[Annotated coordinate records]
+ + +
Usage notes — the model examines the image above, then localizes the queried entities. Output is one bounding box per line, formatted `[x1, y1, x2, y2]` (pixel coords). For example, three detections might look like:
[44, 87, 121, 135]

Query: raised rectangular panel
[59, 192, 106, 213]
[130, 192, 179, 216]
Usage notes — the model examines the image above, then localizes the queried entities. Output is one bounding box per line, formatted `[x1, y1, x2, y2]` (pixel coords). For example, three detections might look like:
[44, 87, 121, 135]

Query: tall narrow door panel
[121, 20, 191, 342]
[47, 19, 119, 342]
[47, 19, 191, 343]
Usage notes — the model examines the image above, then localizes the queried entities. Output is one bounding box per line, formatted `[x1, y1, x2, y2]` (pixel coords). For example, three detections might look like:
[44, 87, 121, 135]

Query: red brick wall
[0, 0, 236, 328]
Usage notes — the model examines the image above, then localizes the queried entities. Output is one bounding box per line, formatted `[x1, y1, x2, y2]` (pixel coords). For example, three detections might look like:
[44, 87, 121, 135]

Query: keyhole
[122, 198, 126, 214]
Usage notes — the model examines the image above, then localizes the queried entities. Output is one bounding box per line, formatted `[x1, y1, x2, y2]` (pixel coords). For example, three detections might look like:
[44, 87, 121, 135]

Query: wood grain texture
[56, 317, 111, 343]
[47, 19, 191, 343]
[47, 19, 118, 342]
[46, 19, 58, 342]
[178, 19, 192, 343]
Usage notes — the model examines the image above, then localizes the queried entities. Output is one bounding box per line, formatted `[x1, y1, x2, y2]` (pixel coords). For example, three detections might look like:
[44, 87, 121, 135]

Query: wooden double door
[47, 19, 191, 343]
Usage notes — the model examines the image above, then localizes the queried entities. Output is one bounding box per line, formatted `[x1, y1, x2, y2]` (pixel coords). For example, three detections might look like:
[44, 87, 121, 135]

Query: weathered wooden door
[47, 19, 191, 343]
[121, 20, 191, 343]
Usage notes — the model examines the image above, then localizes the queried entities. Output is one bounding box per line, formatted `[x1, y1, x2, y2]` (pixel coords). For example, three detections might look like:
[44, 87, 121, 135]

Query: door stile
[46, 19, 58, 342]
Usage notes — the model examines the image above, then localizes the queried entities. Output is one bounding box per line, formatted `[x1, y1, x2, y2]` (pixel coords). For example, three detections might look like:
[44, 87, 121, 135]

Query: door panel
+ + +
■ WHAT THE TASK ASKS:
Rewrite the entries from the start through the line containing "[122, 198, 126, 214]", including that line, with the requests kept unchanged. Increase every bounding box coordinate in the answers by 145, leaving the sample coordinates in the usage notes as they are.

■ CORRECT RESULT:
Usage notes — the model examines the image above, then localizes the queried entities. Output is one bounding box per line, formatted `[x1, y1, x2, y2]` (pixel coords). For example, three detections might look like:
[44, 87, 121, 135]

Query: raised rectangular panel
[204, 337, 251, 358]
[275, 337, 324, 361]
Usage notes — the model examines the image above, then localizes the queried entities. Output is one bounding box per line, formatted `[x1, y1, x2, y2]` (pixel coords). For example, three detections might look like:
[44, 87, 121, 135]

Query: tall narrow door panel
[266, 165, 336, 487]
[192, 164, 264, 487]
[192, 164, 336, 488]
Usage notes — the model examines the image above, then localizes the queried entities. Output is one bounding box per line, formatted `[x1, y1, x2, y2]` (pixel coords). For example, three detections might look like:
[44, 87, 121, 135]

Query: red brick wall
[145, 145, 381, 473]
Usage notes — the model examines the image above, then localizes the queried entities. Output is one bounding box per line, formatted `[x1, y1, x2, y2]` (pixel coords). For example, three detections might look like:
[44, 87, 121, 135]

Query: keyhole
[267, 343, 271, 359]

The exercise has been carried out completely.